Data to examine —

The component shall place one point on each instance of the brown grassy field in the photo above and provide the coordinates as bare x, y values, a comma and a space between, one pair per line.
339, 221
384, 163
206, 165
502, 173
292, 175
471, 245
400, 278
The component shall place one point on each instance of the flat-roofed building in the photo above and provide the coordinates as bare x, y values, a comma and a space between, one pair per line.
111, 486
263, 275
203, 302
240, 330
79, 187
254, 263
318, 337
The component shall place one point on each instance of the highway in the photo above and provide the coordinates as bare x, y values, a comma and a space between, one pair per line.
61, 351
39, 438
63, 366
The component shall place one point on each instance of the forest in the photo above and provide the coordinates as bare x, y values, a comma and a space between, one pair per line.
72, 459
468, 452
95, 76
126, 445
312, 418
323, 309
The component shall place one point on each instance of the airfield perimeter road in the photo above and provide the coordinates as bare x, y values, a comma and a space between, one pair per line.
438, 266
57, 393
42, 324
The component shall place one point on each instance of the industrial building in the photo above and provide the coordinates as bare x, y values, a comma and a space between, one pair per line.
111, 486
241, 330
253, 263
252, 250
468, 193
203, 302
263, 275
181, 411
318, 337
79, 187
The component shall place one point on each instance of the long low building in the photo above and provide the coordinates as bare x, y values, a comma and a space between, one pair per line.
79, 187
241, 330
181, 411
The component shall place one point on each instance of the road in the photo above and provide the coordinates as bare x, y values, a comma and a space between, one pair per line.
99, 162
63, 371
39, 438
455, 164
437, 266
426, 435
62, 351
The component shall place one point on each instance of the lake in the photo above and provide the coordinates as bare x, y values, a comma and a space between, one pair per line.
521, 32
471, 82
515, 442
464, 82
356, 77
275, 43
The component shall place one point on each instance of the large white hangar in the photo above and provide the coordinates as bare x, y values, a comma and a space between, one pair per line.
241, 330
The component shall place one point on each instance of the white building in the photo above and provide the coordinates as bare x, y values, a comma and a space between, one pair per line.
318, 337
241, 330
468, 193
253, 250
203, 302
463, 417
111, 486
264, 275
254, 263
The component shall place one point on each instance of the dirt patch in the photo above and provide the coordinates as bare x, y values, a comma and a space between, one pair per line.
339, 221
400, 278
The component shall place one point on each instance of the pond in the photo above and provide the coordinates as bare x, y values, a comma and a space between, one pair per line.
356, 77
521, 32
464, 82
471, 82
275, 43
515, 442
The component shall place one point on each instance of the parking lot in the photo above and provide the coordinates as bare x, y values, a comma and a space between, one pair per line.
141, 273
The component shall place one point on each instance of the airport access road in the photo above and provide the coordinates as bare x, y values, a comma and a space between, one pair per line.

What the exercise asks — Starting with the line that contains "of the pond", write out each line through the end of the listing, exactly as it appears, and include nothing else.

Response area —
The component shall place one point on each instance of the pond in the photo above and provide the coordinates as bare x, y values, a comma and a space between, one pair per line.
356, 77
521, 32
464, 82
471, 82
275, 43
515, 442
The component shall place one point on each instance of the parking lot in the photo above and provide the coordinates as bare x, y values, a comma and a space between, one pair per line.
141, 273
The component shall place one point on each instance of the airport access road in the photo above and provide the coordinates as bare x, y values, a comma and a space between, one pair per line.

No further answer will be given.